_Verilen metin_
········

Türk rock müziğine yeni bir soluk getiren Planeur'ün "Gelecek" isimli ilk albümü Avea'nın katkılarıyla ve AveaMüzik - Avrupa Müzik işbirliğiyle geçtiğimiz haftalarda yayınlandı. Albüm çok kısa sürede hem dinleyicilerden hem de müzik eleştirmenlerinden olumlu yorumlar aldı. Planeur, vokalist/söz yazarı Serkan Modalı ve uzun yıllar Hollanda'da yaşayan jazz/rock gitar virtüözü Onur Ataman tarafından Hollanda'da kurulan büyük çaplı ilk Türk grubu olma özelliğini taşıyor. İkiliyle nasıl bir araya geldiklerini ve ilk albümleri "Gelecek"i konuştuk.
Müzik yolculuğunuz nasıl başladı? Ne zaman tanıştınız?
Onur Ataman: 7 yaşında piyano dersi alarak müziğe başladım. 13 yaşımda gitarla tanıştım. 1995 yılında İstanbul Devlet Konservatuvarı'nda Opera Şan ve Klasik Piyano okudum. 2000 yılında Hollanda Kraliyet Konservatuvarı'na kabul edildim ve orada caz gitar okudum. Lisans, master ve doktoramı yaptım. Geçen sene Türkiye'ye döndüm. Planeur'ün kuruluşu 2009 yılına denk geliyor. Tatil için Türkiye'ye gelmiştim. Serkan ile çok eskiye dayanan bir arkadaşlığımız var. O dönemde boş vakitlerimizde hep beraberdik. Bu dönem içerisinde kariyerlerimiz solo olarak devam ediyordu ama hep birbirimizi desteklerdik en sonunda 2009'da birbirimize güvenerek bir araya gelip birlikte müzik yapmaya karar verdik çünkü Serkan'ın çok özel bir yeteneği olduğunu düşünüyorum. Ben de aranjör ve prodüktör kimliğimi ön plana çıkardım bu süreçte ve Planeur'ün müzik yolculuğu başladı.

········

Yukarıdaki Planeur söyleşisinde "Türk rock müziğine" ifadesinden "Ne zaman tanıştınız?" ifadesine kadar uzanan bölümü hiçbir değişiklik yapmadan yazın. Ardından gelen satırlar başka bir kaynaktan alınmıştır.

[Veri kümesi satırları]
········

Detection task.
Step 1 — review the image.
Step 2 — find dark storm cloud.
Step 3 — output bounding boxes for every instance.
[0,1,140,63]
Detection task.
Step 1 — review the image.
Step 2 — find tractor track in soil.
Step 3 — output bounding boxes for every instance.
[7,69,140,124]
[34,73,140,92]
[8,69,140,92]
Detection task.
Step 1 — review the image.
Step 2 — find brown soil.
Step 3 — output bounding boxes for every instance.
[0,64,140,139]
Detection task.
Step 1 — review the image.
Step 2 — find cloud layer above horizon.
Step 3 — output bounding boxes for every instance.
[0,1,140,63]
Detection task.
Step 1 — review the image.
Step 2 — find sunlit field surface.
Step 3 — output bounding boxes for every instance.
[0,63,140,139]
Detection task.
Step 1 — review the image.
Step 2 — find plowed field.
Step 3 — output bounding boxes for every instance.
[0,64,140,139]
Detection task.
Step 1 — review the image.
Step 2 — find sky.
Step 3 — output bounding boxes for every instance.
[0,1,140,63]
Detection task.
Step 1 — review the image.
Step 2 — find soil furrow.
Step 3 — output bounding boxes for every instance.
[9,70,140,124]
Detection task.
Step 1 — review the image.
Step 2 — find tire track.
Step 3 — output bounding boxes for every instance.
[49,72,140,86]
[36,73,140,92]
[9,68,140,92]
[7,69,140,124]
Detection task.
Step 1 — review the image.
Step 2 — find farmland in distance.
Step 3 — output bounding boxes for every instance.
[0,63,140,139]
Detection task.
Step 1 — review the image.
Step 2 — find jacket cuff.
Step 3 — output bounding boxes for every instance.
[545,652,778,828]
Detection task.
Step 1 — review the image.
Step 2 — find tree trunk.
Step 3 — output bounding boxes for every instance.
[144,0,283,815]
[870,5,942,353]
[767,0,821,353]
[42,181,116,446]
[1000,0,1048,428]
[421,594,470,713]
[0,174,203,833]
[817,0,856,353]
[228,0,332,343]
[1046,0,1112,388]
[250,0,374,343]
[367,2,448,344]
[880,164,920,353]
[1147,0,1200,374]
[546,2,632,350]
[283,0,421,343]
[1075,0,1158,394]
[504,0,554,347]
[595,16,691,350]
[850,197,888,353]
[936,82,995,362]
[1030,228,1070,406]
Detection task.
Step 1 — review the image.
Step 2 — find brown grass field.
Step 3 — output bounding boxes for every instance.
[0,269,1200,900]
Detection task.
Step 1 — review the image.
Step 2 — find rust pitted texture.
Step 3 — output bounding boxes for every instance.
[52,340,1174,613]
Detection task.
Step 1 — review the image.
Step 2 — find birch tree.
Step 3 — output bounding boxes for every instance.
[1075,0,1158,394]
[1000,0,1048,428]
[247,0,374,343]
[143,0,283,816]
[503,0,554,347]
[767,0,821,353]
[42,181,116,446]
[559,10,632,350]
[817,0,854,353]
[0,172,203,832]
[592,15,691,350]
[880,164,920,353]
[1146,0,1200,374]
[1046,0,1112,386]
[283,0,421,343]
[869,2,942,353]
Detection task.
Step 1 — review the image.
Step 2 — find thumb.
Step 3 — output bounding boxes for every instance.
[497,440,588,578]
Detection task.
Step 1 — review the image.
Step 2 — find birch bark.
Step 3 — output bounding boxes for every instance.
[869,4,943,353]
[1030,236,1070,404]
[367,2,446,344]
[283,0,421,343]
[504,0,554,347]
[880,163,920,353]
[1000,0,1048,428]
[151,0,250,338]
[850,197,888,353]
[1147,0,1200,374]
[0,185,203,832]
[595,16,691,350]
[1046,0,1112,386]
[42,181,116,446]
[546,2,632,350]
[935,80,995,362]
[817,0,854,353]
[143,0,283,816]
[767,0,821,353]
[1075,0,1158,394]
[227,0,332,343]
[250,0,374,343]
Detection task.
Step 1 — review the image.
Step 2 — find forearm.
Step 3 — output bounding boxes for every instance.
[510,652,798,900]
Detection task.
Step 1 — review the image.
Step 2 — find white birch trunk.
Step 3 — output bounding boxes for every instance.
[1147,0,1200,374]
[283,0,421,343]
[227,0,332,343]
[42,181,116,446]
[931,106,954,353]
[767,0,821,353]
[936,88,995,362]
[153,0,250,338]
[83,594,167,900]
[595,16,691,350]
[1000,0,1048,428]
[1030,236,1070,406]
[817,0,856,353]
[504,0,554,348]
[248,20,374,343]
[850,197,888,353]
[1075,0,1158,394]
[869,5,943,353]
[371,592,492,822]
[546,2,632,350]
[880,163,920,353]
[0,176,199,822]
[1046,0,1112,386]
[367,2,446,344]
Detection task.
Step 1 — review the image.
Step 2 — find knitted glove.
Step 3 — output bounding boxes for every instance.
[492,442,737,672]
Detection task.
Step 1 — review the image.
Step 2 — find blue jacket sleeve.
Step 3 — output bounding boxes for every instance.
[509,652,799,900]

········

_Yazılı çözüm_
Türk rock müziğine yeni bir soluk getiren Planeur'ün "Gelecek" isimli ilk albümü Avea'nın katkılarıyla ve AveaMüzik - Avrupa Müzik işbirliğiyle geçtiğimiz haftalarda yayınlandı. Albüm çok kısa sürede hem dinleyicilerden hem de müzik eleştirmenlerinden olumlu yorumlar aldı. Planeur, vokalist/söz yazarı Serkan Modalı ve uzun yıllar Hollanda'da yaşayan jazz/rock gitar virtüözü Onur Ataman tarafından Hollanda'da kurulan büyük çaplı ilk Türk grubu olma özelliğini taşıyor. İkiliyle nasıl bir araya geldiklerini ve ilk albümleri "Gelecek"i konuştuk.
Müzik yolculuğunuz nasıl başladı? Ne zaman tanıştınız?